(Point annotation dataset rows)

Begin

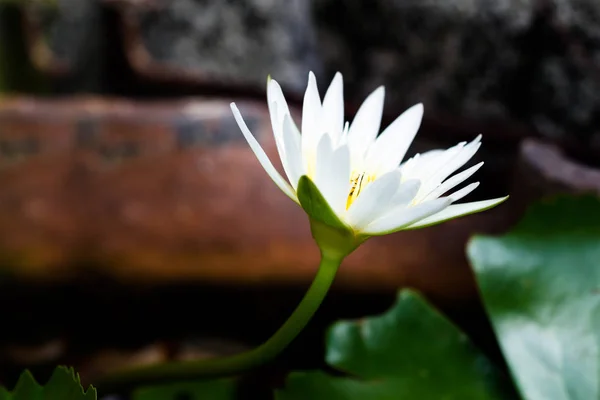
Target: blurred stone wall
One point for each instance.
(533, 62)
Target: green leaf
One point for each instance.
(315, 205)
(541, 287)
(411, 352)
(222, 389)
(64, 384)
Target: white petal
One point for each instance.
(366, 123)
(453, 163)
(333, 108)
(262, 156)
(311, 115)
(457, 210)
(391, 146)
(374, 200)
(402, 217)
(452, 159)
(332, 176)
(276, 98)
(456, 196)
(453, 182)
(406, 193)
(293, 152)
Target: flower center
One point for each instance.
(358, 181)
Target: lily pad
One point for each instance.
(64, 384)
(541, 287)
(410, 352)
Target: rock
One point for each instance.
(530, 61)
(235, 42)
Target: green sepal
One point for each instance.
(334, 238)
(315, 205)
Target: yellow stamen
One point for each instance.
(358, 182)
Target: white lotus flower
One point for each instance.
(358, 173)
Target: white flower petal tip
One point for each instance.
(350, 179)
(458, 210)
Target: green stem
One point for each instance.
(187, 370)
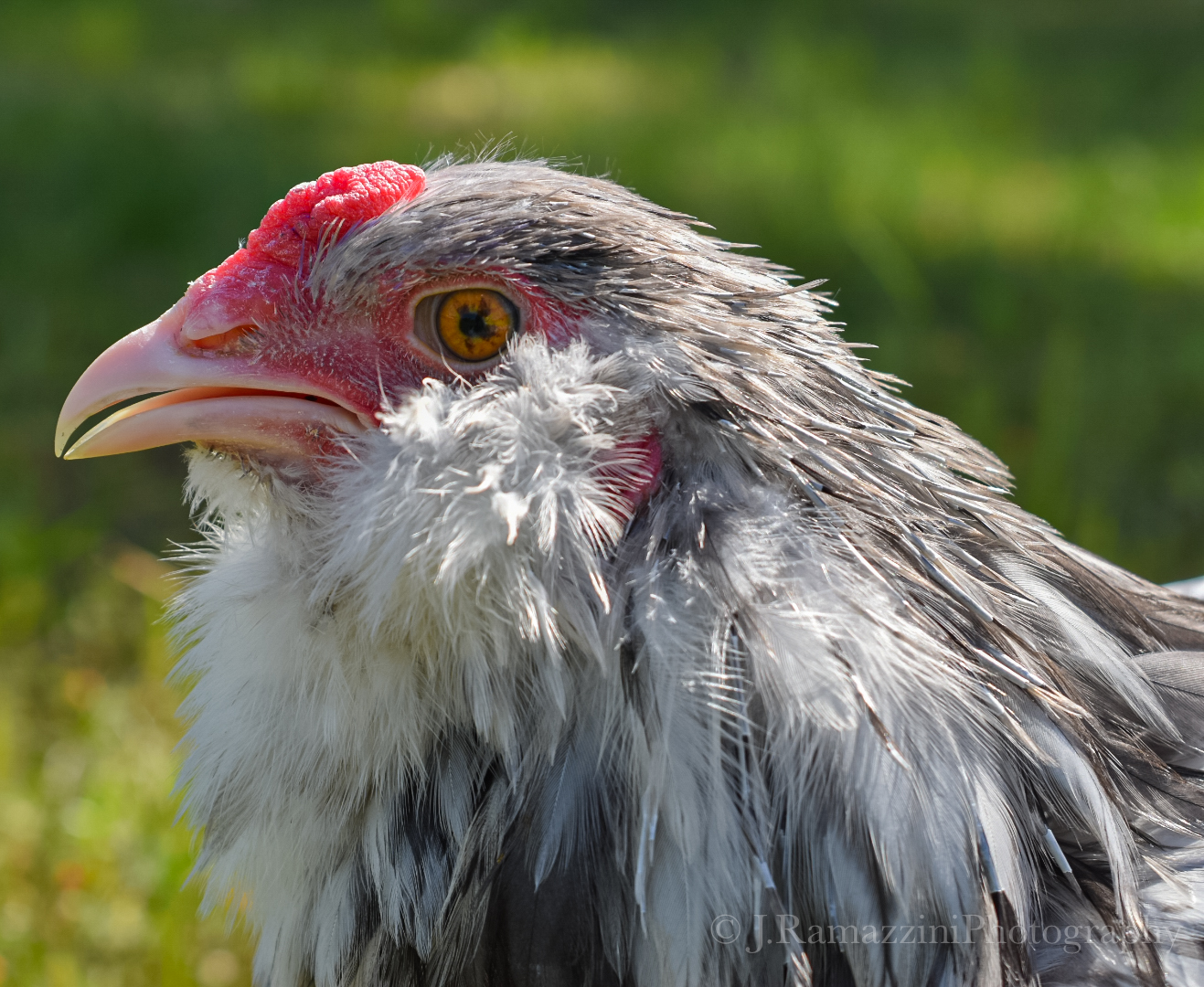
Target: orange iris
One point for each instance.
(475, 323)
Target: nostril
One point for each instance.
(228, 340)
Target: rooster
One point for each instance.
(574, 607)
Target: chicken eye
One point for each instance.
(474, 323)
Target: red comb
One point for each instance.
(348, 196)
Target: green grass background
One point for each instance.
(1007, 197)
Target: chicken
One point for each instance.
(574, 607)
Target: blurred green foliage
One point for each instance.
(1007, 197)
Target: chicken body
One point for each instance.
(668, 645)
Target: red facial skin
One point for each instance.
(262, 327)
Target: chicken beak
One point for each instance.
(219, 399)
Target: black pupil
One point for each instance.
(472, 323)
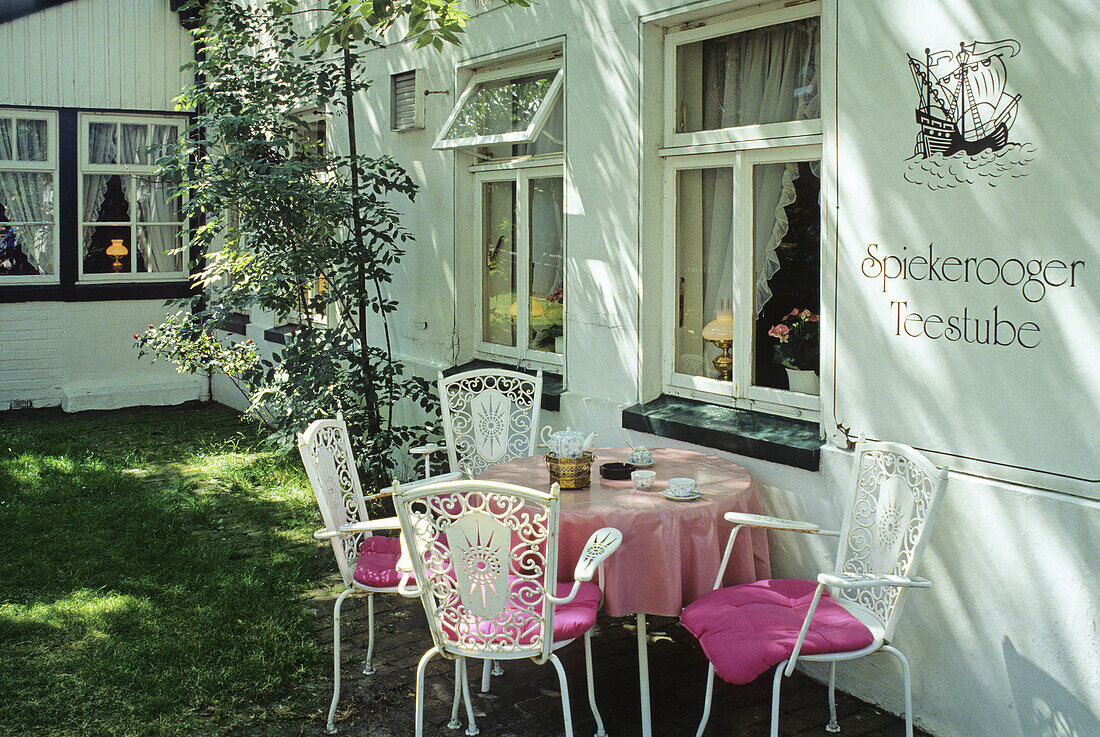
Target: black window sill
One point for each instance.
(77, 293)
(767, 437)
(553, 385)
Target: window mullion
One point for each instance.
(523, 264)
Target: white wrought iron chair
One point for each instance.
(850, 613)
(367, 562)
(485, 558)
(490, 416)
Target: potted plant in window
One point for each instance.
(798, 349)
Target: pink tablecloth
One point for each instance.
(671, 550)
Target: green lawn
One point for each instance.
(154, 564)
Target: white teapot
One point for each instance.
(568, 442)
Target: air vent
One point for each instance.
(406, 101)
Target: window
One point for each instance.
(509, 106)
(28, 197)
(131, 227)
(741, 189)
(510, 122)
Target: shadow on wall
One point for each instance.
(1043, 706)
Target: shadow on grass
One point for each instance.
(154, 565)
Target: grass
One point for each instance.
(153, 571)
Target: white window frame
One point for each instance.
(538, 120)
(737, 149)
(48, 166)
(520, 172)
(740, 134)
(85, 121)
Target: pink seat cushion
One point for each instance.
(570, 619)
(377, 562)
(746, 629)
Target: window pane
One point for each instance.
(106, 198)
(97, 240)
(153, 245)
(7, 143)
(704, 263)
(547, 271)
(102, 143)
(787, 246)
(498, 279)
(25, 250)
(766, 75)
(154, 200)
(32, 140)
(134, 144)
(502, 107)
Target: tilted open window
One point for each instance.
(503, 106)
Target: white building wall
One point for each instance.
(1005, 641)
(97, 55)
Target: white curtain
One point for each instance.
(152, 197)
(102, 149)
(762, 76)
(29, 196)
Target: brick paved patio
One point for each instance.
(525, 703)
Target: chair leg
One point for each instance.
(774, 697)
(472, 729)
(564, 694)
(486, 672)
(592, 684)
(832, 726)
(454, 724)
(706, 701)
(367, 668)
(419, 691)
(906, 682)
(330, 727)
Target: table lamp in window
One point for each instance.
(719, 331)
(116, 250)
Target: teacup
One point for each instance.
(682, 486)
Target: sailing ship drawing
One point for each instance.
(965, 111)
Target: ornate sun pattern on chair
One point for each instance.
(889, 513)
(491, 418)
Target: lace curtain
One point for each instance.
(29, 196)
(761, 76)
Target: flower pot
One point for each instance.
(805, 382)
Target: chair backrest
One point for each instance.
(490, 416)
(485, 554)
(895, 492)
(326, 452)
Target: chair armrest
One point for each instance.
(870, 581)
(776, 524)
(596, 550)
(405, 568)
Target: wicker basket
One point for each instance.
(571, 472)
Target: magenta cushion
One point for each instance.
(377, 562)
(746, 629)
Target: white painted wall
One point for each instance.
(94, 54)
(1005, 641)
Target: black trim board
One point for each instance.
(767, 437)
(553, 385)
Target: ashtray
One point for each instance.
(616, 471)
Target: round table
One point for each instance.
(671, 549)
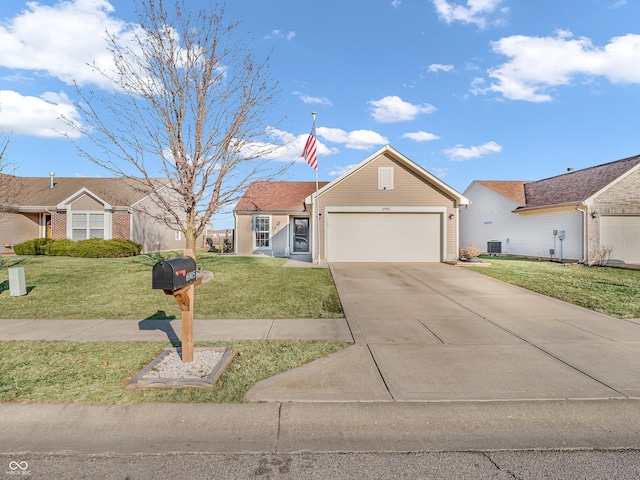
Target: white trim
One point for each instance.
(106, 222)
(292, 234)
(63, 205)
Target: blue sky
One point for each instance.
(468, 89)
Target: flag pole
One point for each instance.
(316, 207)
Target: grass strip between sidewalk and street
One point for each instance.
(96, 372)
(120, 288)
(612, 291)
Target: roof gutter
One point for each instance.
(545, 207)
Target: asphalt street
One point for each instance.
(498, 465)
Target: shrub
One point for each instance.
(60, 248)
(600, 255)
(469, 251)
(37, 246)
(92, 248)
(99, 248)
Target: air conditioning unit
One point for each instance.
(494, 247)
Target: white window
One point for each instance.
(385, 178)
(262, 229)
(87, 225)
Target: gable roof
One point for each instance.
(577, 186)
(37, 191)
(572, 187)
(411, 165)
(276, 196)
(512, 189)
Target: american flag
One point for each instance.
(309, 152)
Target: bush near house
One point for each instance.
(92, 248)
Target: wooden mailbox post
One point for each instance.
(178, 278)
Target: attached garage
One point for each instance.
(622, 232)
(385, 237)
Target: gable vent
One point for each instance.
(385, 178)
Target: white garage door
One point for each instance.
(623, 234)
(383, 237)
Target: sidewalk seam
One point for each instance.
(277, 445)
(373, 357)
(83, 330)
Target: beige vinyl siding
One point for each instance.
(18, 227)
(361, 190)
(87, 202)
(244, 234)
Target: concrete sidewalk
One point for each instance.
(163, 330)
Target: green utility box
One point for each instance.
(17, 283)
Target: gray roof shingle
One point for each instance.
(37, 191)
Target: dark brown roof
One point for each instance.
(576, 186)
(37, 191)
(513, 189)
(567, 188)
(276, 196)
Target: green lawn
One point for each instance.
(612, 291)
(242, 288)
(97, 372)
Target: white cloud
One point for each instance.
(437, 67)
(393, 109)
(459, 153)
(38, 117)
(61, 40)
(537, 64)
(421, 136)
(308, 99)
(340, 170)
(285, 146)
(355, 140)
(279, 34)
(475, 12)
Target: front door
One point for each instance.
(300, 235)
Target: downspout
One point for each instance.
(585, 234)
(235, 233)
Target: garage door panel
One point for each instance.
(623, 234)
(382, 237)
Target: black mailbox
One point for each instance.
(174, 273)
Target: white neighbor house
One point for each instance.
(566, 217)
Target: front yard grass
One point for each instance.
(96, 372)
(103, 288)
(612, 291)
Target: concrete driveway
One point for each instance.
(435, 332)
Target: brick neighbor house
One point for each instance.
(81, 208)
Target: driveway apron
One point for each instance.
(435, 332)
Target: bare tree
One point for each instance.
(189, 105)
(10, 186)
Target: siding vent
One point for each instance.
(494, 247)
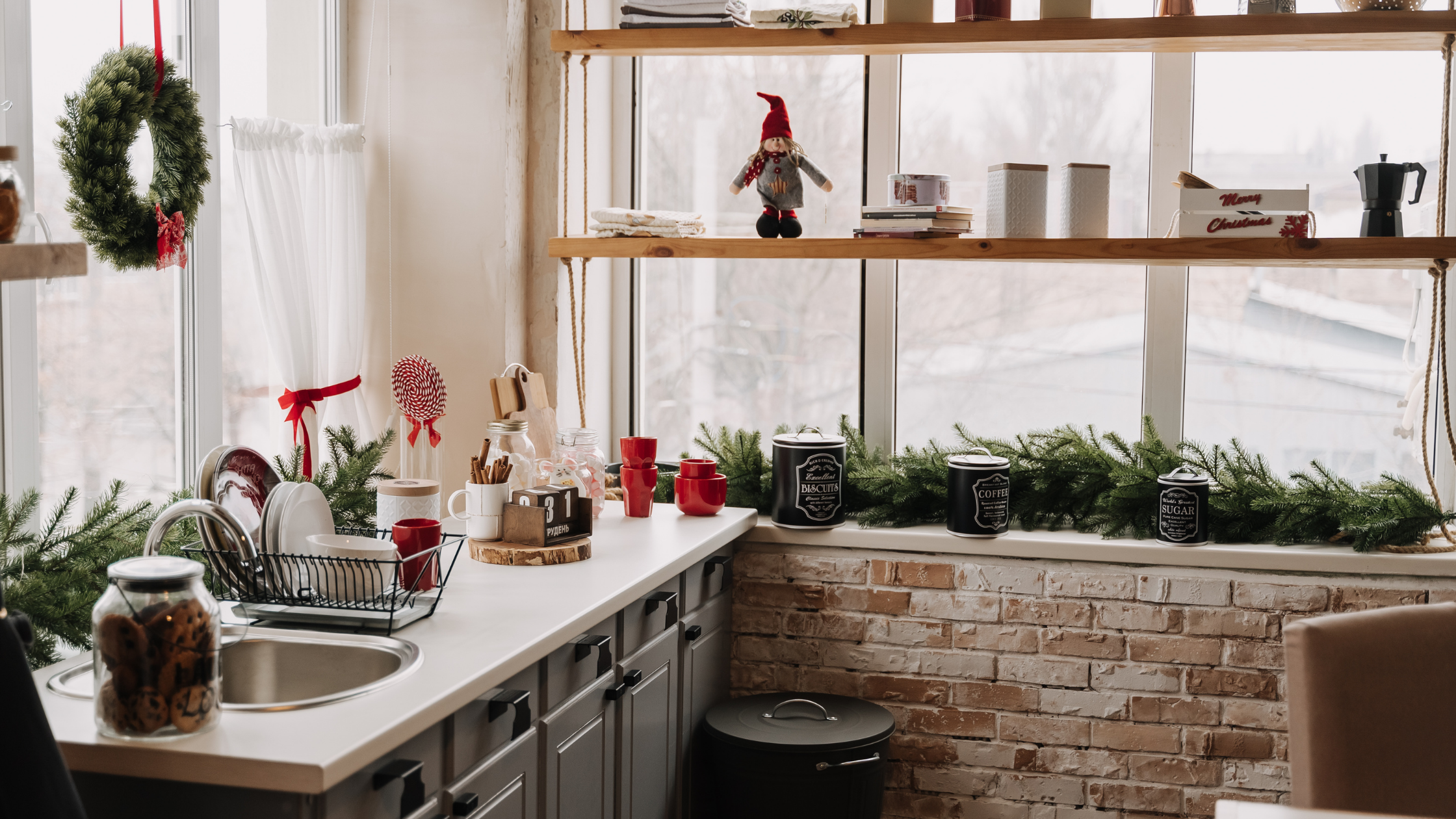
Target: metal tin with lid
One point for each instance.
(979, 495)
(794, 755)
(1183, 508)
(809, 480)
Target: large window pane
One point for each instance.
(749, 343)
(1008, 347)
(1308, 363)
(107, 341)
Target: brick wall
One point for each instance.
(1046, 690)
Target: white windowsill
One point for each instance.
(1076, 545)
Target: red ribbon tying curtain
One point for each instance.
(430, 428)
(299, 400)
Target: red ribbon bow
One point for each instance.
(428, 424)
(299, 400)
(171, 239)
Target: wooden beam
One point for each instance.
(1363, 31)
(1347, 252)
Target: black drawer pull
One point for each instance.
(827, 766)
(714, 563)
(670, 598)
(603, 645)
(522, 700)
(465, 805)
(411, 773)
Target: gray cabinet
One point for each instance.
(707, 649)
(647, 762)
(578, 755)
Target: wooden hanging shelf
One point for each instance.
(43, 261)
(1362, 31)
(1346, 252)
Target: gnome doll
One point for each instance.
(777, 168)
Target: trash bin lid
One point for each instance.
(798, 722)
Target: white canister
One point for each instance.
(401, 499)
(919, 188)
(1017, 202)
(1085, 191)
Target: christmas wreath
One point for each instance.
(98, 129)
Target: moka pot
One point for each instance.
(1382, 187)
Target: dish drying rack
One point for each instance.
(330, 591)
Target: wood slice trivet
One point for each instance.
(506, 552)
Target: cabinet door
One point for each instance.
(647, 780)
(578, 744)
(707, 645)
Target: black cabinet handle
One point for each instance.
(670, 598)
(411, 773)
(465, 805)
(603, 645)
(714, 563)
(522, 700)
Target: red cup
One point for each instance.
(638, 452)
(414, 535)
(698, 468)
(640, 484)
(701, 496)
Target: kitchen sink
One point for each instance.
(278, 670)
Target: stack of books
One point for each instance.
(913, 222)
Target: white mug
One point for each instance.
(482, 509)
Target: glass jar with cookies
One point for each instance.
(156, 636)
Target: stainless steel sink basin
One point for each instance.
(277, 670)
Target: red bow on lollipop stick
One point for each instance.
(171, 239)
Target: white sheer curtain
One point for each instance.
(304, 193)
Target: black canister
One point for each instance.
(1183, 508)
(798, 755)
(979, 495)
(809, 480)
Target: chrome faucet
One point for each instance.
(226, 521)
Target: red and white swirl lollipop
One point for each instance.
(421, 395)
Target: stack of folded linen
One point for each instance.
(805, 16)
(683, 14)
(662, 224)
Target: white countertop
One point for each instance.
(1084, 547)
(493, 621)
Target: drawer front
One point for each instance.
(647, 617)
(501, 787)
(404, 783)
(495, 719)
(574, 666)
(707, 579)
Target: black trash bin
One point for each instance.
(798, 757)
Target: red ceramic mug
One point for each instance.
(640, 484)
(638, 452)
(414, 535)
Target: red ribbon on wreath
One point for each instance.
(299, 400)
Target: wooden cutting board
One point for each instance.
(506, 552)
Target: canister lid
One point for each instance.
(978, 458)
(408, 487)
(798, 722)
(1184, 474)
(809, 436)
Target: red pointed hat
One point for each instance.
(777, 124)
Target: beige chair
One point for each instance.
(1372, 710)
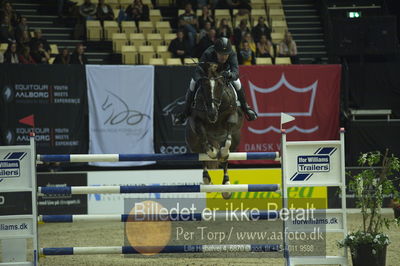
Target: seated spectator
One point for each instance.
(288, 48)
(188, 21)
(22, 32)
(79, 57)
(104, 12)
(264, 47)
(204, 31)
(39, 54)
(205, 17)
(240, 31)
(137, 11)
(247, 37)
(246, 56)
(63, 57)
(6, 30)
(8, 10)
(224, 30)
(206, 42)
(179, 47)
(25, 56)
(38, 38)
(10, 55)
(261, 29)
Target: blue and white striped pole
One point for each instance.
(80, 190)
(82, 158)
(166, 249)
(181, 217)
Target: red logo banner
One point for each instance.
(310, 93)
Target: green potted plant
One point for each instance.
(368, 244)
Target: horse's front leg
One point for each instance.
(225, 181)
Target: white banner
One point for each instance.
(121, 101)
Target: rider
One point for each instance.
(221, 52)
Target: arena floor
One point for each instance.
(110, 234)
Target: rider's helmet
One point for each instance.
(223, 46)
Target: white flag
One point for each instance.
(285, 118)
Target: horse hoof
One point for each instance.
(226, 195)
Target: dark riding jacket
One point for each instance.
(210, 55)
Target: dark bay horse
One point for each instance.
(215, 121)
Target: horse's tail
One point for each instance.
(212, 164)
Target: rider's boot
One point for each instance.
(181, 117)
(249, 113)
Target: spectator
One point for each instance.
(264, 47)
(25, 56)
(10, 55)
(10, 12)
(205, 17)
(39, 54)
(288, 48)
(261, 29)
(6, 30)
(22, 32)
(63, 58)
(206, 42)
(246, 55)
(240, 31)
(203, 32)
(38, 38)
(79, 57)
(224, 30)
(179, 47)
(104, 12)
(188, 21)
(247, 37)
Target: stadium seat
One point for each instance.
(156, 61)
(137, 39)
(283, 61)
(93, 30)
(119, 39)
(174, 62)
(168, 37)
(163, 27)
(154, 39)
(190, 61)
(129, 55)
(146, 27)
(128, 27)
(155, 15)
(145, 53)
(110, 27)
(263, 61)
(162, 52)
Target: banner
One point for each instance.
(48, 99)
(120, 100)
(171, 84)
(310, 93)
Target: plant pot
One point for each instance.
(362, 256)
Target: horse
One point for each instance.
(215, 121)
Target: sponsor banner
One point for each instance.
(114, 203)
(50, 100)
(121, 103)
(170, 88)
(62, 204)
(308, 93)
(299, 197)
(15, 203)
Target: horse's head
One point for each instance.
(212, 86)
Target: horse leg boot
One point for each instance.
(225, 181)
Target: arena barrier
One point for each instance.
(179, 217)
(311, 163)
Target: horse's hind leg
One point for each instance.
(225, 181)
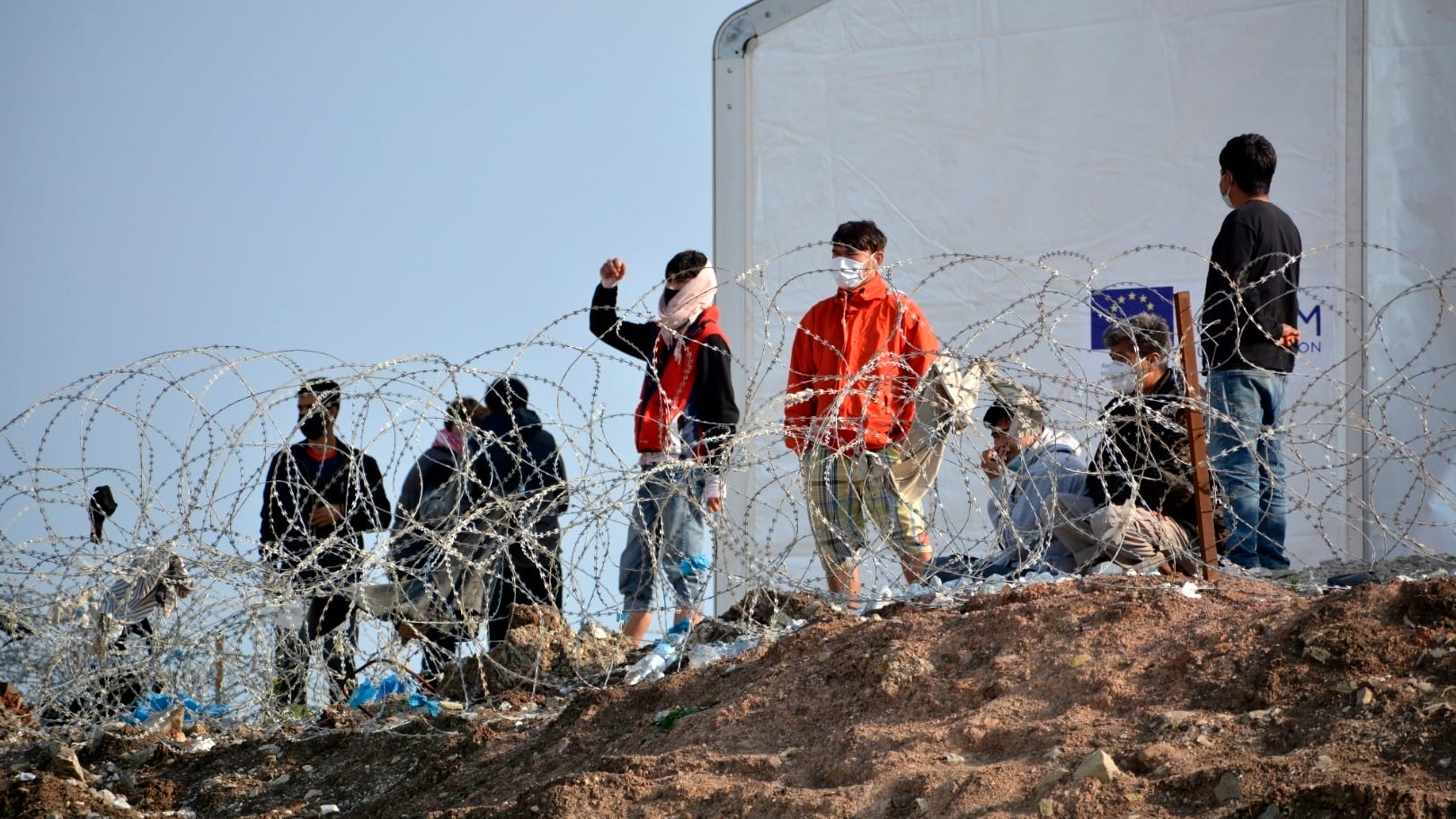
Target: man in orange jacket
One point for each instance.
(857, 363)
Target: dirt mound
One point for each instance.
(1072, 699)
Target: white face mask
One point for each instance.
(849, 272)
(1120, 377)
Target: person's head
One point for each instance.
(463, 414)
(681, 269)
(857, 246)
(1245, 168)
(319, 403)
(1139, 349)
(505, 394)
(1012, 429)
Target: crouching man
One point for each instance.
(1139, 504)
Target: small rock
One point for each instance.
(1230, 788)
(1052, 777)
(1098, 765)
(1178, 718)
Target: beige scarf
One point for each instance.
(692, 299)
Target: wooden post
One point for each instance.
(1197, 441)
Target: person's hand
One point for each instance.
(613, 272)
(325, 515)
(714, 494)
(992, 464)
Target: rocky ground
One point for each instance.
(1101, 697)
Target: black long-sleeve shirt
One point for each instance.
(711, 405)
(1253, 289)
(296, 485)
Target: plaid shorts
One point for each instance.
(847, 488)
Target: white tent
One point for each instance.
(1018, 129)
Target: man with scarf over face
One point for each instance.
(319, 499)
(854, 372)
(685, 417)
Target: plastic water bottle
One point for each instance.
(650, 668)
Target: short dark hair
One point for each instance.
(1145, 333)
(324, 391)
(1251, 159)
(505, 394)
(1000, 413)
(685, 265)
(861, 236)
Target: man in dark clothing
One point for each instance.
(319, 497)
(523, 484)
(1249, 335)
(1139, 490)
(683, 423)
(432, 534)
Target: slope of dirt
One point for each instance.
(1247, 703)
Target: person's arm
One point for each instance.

End

→ Description of the task: Rename "Target" to "Label" in everything from the line containing "Target: horse leg boot" down to the line containing "(1120, 377)", changing nothing else. Leave the pictures out of your answer.

→ Expected answer:
Label: horse leg boot
One point for each instance.
(225, 181)
Label: arena barrier
One point for each instance.
(179, 217)
(311, 163)
Label: horse's hind leg
One point for each instance.
(225, 181)
Label: man in orange jacket
One point for each instance.
(857, 363)
Label: dirt mound
One point for each instance.
(1072, 699)
Label: white face mask
One point for each instance.
(849, 272)
(1120, 377)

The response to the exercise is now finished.